## The problem
For the data below, work out the number of lines containing the string "trunk" and answer with that number only.

(Region pointing data)
::::
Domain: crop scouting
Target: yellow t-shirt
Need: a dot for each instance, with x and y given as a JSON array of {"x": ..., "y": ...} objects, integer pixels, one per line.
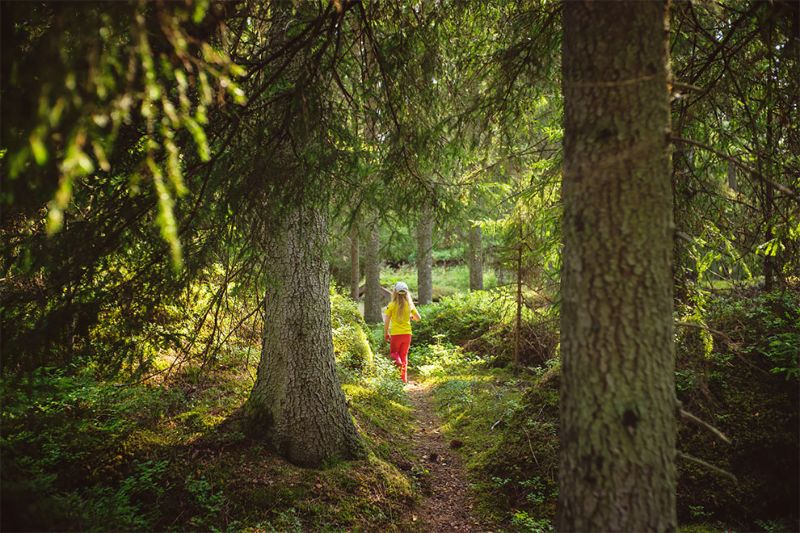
[{"x": 400, "y": 321}]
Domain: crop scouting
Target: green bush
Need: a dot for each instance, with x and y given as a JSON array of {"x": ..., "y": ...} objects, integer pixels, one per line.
[
  {"x": 63, "y": 441},
  {"x": 350, "y": 342},
  {"x": 745, "y": 385},
  {"x": 483, "y": 322}
]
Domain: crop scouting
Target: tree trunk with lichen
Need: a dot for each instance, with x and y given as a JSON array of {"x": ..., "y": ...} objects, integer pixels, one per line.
[
  {"x": 425, "y": 257},
  {"x": 373, "y": 295},
  {"x": 297, "y": 403},
  {"x": 617, "y": 470},
  {"x": 475, "y": 259},
  {"x": 355, "y": 267}
]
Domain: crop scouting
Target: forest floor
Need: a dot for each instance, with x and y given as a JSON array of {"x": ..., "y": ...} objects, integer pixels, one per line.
[{"x": 446, "y": 506}]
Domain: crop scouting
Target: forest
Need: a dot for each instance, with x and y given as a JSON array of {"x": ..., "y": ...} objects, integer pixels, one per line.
[{"x": 220, "y": 221}]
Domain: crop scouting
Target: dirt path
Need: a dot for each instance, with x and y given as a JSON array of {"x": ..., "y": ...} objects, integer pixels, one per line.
[{"x": 447, "y": 508}]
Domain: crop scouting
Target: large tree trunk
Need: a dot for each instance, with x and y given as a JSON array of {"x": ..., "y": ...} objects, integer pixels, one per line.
[
  {"x": 425, "y": 257},
  {"x": 355, "y": 267},
  {"x": 475, "y": 259},
  {"x": 618, "y": 401},
  {"x": 373, "y": 295},
  {"x": 297, "y": 402}
]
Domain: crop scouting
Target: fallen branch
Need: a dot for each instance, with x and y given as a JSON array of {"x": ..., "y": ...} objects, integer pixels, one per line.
[
  {"x": 718, "y": 470},
  {"x": 686, "y": 415}
]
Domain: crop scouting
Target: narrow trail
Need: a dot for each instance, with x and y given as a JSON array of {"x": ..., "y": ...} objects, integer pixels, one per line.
[{"x": 447, "y": 508}]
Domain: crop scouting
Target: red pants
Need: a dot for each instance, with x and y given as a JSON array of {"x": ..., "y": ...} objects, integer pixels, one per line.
[{"x": 398, "y": 351}]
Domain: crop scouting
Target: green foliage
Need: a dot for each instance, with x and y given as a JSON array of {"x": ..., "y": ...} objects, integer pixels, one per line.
[
  {"x": 350, "y": 342},
  {"x": 483, "y": 322},
  {"x": 509, "y": 430},
  {"x": 747, "y": 387},
  {"x": 447, "y": 280}
]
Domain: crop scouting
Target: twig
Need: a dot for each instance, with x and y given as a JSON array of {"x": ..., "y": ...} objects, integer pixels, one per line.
[
  {"x": 705, "y": 464},
  {"x": 783, "y": 188},
  {"x": 686, "y": 415},
  {"x": 686, "y": 86}
]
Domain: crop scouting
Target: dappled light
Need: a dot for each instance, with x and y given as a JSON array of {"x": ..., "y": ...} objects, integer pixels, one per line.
[{"x": 405, "y": 266}]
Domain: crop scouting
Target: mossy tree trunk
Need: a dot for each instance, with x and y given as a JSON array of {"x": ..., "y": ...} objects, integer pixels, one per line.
[
  {"x": 297, "y": 402},
  {"x": 373, "y": 295},
  {"x": 425, "y": 256},
  {"x": 475, "y": 259},
  {"x": 618, "y": 403}
]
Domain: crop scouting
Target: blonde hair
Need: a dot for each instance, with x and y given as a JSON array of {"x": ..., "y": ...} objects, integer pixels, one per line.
[{"x": 400, "y": 299}]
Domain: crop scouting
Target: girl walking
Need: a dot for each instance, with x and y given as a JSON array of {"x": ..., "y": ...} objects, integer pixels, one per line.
[{"x": 397, "y": 326}]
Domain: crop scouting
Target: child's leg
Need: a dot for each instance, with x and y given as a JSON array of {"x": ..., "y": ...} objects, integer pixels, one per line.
[
  {"x": 406, "y": 344},
  {"x": 395, "y": 344}
]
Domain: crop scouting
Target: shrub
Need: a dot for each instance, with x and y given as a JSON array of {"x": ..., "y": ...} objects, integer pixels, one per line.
[
  {"x": 483, "y": 322},
  {"x": 350, "y": 342}
]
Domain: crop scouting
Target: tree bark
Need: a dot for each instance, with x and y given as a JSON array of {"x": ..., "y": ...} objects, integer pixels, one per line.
[
  {"x": 355, "y": 267},
  {"x": 425, "y": 257},
  {"x": 617, "y": 470},
  {"x": 297, "y": 402},
  {"x": 475, "y": 259},
  {"x": 373, "y": 296}
]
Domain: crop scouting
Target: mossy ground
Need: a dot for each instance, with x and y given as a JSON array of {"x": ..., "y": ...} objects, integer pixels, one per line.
[
  {"x": 744, "y": 384},
  {"x": 170, "y": 455}
]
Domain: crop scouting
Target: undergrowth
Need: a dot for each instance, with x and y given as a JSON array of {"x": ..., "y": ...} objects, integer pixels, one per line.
[
  {"x": 745, "y": 384},
  {"x": 82, "y": 453}
]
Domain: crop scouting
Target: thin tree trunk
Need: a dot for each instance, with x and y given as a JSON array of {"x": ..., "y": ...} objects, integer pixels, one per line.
[
  {"x": 425, "y": 257},
  {"x": 373, "y": 296},
  {"x": 355, "y": 267},
  {"x": 617, "y": 470},
  {"x": 518, "y": 326},
  {"x": 769, "y": 189},
  {"x": 475, "y": 259},
  {"x": 297, "y": 402}
]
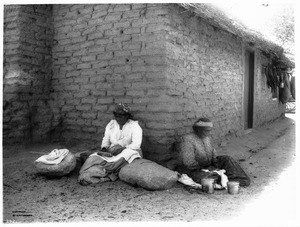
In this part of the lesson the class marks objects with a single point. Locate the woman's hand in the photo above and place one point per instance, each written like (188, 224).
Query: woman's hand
(117, 149)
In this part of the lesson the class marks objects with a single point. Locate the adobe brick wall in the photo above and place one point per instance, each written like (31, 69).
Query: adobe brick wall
(206, 71)
(105, 54)
(64, 73)
(27, 72)
(266, 109)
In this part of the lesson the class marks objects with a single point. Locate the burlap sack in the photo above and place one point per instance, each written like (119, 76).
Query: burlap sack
(67, 165)
(148, 174)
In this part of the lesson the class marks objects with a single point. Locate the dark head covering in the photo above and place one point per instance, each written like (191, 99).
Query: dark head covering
(122, 109)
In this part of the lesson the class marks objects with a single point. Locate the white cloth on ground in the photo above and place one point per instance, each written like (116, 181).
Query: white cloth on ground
(185, 179)
(54, 157)
(224, 178)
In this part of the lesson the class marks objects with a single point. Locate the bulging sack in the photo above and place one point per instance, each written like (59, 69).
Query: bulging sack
(148, 174)
(67, 165)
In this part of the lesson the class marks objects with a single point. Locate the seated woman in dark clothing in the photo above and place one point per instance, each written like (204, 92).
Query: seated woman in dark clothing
(196, 152)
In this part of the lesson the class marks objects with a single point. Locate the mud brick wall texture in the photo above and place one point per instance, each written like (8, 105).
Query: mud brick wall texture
(169, 66)
(105, 54)
(27, 72)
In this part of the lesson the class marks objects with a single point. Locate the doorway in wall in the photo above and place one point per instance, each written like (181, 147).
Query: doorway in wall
(248, 89)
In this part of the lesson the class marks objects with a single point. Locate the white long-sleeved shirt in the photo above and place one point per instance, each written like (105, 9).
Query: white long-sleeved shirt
(130, 136)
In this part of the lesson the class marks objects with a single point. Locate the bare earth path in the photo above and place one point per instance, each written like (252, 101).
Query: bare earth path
(267, 155)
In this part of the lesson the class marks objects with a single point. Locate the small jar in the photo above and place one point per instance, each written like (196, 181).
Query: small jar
(208, 185)
(233, 187)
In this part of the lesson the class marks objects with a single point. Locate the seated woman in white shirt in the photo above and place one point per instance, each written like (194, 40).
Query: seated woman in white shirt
(122, 134)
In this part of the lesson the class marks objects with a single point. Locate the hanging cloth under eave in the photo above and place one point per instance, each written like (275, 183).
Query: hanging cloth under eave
(284, 88)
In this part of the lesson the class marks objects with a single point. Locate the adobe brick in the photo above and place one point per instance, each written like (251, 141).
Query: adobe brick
(89, 100)
(115, 93)
(98, 14)
(122, 7)
(85, 107)
(103, 41)
(122, 38)
(87, 86)
(73, 73)
(122, 69)
(131, 14)
(105, 56)
(101, 7)
(95, 21)
(135, 30)
(113, 17)
(95, 36)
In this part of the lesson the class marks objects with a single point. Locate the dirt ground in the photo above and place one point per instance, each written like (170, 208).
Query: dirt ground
(266, 154)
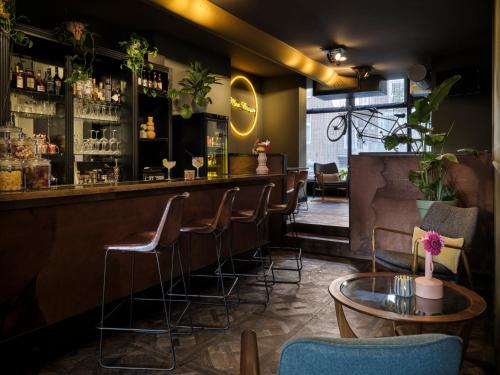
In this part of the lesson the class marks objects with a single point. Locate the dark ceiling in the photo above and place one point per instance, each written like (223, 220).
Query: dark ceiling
(388, 34)
(114, 20)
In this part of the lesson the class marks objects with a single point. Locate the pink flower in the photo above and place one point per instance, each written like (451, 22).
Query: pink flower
(433, 242)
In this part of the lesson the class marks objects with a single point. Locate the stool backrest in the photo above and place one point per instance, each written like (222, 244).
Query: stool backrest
(293, 198)
(261, 209)
(223, 218)
(171, 221)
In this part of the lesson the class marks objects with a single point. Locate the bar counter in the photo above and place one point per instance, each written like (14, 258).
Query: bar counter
(51, 247)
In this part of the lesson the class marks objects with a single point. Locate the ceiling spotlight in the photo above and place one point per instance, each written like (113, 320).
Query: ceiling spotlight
(335, 55)
(362, 72)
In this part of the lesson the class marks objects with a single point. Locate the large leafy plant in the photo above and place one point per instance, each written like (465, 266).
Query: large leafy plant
(77, 34)
(197, 84)
(430, 177)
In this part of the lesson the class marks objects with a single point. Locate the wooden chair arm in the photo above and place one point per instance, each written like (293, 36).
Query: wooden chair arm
(249, 356)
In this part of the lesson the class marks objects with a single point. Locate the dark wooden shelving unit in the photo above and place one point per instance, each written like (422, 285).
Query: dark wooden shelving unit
(136, 153)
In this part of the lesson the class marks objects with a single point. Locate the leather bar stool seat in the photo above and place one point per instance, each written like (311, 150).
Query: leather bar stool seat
(260, 269)
(215, 227)
(148, 242)
(287, 210)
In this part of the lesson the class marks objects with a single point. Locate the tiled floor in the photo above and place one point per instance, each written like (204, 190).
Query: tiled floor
(294, 311)
(330, 211)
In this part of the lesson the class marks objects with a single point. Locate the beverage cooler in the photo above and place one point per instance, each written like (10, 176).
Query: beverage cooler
(203, 137)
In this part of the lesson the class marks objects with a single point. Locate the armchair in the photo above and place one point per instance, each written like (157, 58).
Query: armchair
(327, 177)
(435, 354)
(447, 220)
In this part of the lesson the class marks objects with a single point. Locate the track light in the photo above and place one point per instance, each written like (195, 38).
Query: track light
(335, 55)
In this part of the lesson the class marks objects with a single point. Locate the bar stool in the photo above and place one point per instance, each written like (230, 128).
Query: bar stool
(216, 228)
(256, 218)
(165, 237)
(287, 210)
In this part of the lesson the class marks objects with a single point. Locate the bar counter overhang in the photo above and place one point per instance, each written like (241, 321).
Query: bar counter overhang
(51, 248)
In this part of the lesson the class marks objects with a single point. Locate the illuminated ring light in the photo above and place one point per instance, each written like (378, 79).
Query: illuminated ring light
(250, 126)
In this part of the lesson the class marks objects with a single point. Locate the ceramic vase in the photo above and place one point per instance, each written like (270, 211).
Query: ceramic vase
(262, 161)
(427, 286)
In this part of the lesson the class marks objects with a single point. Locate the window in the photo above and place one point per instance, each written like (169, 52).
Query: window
(319, 149)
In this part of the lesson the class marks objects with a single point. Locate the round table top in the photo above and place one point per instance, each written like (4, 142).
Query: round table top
(372, 293)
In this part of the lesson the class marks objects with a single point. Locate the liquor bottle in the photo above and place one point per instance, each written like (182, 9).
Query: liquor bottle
(57, 83)
(49, 81)
(95, 91)
(18, 77)
(29, 77)
(150, 81)
(155, 81)
(159, 84)
(107, 90)
(40, 84)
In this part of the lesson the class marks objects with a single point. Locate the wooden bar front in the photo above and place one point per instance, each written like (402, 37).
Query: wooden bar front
(51, 247)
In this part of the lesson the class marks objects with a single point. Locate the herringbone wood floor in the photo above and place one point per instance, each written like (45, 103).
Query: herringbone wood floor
(294, 311)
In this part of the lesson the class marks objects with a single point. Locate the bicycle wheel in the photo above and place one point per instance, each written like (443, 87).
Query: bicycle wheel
(336, 128)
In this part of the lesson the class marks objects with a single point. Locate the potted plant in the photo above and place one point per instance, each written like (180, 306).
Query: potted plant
(138, 49)
(260, 148)
(77, 34)
(8, 20)
(430, 177)
(196, 85)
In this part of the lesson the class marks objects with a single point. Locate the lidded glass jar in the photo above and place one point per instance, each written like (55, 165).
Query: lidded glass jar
(37, 173)
(11, 174)
(23, 148)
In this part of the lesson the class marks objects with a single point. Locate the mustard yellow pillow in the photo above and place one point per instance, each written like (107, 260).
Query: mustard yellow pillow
(448, 257)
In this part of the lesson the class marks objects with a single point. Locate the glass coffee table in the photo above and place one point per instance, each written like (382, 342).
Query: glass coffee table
(372, 294)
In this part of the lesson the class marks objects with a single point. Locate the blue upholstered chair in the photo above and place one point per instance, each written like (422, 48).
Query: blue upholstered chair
(430, 354)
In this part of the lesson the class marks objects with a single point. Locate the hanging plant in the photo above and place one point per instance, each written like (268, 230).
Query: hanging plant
(137, 51)
(197, 84)
(77, 34)
(8, 20)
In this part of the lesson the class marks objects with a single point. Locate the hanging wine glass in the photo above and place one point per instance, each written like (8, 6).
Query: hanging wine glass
(197, 163)
(169, 164)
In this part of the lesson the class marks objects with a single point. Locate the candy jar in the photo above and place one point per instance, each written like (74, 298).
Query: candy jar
(151, 128)
(11, 174)
(37, 173)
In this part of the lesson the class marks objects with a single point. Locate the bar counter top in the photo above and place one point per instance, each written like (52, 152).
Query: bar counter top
(104, 188)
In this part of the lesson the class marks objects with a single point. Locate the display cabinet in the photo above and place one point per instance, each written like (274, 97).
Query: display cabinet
(89, 131)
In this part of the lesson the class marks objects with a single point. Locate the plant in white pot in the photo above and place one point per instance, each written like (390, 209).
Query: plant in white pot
(431, 176)
(197, 84)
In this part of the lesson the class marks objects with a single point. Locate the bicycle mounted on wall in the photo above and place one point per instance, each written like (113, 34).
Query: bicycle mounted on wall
(371, 131)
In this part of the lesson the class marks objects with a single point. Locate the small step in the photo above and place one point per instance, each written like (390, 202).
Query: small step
(320, 244)
(328, 230)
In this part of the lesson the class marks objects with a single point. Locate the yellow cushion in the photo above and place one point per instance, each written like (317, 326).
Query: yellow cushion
(448, 257)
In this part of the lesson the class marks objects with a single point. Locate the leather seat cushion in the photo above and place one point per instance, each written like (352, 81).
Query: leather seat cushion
(399, 261)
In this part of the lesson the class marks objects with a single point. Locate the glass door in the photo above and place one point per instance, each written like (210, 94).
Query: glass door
(216, 147)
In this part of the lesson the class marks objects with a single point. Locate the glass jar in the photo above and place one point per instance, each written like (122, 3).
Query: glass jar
(37, 173)
(11, 174)
(23, 148)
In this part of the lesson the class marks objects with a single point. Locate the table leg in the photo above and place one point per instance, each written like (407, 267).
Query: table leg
(344, 327)
(465, 331)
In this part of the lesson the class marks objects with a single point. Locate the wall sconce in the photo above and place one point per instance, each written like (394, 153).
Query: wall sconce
(245, 130)
(335, 55)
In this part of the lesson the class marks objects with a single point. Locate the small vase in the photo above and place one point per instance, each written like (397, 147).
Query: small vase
(262, 167)
(427, 286)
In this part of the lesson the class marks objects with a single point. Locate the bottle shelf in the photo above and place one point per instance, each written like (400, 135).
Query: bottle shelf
(41, 96)
(153, 139)
(98, 121)
(34, 115)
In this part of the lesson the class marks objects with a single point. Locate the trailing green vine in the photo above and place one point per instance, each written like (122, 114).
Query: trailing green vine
(8, 20)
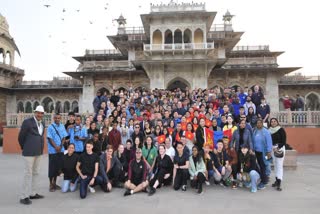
::::
## Worked solution
4